WHAT TO DO – Exactly reproduce the line that contains "locate the dining room in the photo above" and all lines after it in the entries below, through the very last line.

[Part of a data file]
────────────────────
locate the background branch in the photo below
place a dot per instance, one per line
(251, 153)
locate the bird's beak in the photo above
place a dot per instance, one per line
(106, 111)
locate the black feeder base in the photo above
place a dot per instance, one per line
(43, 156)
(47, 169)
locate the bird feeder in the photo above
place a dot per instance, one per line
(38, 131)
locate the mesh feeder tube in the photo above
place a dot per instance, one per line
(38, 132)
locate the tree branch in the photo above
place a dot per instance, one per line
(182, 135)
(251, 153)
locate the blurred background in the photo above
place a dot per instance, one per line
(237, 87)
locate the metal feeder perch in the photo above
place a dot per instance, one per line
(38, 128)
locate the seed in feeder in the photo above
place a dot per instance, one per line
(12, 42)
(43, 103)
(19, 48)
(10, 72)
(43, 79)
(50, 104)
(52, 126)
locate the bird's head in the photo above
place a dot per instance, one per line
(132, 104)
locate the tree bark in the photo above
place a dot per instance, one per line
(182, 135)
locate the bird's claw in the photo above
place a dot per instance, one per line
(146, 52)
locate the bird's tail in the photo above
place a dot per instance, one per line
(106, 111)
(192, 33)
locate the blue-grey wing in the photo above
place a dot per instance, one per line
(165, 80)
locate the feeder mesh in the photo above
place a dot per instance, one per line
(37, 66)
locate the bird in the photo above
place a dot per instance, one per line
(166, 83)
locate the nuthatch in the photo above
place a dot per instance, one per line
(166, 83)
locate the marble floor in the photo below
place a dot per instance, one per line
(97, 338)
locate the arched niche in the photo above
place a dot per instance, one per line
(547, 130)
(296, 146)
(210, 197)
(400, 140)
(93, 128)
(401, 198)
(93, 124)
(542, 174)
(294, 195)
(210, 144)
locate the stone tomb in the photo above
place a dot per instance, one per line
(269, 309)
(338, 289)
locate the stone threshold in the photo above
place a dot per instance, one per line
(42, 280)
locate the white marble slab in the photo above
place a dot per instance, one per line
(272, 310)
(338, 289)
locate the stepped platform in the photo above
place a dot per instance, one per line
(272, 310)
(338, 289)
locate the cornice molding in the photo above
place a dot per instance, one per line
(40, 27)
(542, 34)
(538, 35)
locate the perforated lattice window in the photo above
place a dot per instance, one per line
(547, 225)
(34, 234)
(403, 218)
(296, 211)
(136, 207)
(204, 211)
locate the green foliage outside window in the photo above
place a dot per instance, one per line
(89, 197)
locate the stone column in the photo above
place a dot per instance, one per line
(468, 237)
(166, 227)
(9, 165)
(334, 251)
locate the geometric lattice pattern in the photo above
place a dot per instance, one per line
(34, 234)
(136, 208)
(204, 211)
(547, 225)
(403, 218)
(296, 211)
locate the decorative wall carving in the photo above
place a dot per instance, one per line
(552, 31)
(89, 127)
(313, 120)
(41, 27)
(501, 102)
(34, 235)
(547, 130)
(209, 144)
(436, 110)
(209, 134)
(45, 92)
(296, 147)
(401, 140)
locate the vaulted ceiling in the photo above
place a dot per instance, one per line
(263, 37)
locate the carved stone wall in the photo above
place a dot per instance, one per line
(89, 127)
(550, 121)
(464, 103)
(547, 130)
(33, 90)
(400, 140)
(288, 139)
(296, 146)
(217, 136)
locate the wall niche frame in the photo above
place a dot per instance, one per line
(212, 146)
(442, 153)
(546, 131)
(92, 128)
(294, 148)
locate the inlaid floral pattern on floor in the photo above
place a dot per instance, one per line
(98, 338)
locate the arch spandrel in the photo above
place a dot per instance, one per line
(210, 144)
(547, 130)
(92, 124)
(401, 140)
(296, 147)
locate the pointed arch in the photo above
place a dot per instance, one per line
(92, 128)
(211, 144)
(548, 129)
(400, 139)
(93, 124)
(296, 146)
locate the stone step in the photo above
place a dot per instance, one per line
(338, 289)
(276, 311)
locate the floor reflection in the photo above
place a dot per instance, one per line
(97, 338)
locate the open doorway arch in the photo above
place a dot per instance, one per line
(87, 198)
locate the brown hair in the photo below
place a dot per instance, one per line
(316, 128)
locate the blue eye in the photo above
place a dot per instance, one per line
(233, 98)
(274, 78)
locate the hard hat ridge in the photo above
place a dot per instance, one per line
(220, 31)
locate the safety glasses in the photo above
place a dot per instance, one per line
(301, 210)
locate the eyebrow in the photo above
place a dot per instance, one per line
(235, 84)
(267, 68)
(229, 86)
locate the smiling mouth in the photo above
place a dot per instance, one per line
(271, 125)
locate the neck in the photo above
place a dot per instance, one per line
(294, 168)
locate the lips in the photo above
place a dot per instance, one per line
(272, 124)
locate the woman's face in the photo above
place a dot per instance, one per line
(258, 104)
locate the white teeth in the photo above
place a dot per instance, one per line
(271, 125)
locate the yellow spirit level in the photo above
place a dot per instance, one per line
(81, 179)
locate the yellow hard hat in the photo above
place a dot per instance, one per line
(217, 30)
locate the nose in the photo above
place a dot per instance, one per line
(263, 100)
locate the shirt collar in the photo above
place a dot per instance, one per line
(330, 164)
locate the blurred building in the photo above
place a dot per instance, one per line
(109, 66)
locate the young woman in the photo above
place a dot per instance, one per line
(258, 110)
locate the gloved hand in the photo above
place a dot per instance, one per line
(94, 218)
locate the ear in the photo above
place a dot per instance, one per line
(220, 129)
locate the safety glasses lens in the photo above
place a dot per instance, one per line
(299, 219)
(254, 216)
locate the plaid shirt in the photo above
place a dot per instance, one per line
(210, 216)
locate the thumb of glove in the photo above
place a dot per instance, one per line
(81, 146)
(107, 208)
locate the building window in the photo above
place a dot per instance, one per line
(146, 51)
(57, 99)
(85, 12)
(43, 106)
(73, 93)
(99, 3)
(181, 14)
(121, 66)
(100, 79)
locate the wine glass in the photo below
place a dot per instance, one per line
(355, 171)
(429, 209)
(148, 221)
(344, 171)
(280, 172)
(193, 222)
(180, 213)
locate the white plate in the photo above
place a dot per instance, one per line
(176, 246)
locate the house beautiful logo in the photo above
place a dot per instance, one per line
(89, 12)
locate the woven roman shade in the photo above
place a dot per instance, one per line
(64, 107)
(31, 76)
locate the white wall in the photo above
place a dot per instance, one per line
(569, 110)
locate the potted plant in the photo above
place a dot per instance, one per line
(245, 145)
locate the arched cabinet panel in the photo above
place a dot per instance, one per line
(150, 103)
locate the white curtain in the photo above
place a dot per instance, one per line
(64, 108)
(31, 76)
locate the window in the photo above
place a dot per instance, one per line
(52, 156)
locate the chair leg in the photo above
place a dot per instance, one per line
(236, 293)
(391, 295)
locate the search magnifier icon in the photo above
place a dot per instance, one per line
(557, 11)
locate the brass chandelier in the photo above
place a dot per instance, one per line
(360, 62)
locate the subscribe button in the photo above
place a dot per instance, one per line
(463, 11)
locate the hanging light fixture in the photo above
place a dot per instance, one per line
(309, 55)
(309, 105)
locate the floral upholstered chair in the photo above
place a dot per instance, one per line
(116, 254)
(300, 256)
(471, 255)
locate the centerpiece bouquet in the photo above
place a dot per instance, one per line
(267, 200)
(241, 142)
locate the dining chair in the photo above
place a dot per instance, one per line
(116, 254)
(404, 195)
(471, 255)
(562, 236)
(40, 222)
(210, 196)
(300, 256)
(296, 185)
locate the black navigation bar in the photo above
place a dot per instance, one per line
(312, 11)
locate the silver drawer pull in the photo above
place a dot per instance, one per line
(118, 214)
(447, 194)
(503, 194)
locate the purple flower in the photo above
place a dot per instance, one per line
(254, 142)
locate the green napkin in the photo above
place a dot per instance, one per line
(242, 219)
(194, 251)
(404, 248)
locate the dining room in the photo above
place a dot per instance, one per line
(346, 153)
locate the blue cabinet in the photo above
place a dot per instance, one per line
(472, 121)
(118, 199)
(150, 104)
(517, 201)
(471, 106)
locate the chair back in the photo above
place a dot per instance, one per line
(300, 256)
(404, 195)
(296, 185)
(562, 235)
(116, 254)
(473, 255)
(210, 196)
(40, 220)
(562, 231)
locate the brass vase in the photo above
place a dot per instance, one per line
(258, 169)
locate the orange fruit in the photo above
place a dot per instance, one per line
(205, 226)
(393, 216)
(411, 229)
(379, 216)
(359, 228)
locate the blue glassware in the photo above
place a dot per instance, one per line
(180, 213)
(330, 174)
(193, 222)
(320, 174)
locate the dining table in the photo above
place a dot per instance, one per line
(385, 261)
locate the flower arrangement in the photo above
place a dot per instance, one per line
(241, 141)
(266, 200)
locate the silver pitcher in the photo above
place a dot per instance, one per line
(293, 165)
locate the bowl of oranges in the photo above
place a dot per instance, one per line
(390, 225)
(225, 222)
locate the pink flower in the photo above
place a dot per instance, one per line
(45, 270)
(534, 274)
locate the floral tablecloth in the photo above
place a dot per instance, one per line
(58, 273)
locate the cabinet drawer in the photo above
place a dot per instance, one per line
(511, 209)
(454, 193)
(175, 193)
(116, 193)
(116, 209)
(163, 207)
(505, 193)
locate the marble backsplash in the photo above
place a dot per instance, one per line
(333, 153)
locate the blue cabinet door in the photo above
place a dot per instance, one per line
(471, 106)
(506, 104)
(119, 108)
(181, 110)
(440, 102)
────────────────────
SOLUTION BELOW –
locate the dining room in the photo above
place a dot per instance, one per line
(346, 153)
locate the blue cabinet in the photo above
place a dot per instance, one per line
(472, 121)
(118, 199)
(150, 104)
(517, 201)
(471, 106)
locate the chair back in the photo above
place a dot per instance, one per line
(300, 256)
(404, 195)
(296, 185)
(562, 235)
(116, 254)
(473, 255)
(210, 196)
(40, 220)
(562, 231)
locate the brass vase in the photo above
place a dot per instance, one per line
(258, 169)
locate the orange fruit in the photo above
place a dot per instance, one per line
(205, 226)
(393, 216)
(411, 229)
(379, 216)
(359, 228)
locate the blue glassware in the photo above
place a dot per instance, one per line
(180, 213)
(330, 174)
(193, 222)
(320, 174)
locate the dining table in the photo above
place a dot per instance, one per line
(385, 261)
locate the flower arrangement in the photo above
place a dot per instance, one per line
(241, 141)
(266, 200)
locate the silver pitcher in the photo above
place a dot per instance, one per line
(293, 165)
locate the bowl of oranges in the photo above
place a dot per instance, one per line
(390, 225)
(225, 222)
locate the pink flower in the photo above
place a dot per instance, one per line
(45, 270)
(534, 274)
locate the floral tablecloth in the photo above
place a dot per instance, one per line
(58, 273)
locate the cabinet drawer in the photo above
place a dot per instance, one per line
(511, 209)
(454, 193)
(175, 193)
(116, 193)
(116, 209)
(163, 207)
(505, 193)
locate the marble backsplash in the photo above
place a dot per instance, one per line
(333, 153)
locate the blue cabinet door in the photo above
place a dot per instance, one per line
(471, 106)
(506, 104)
(119, 108)
(181, 110)
(440, 102)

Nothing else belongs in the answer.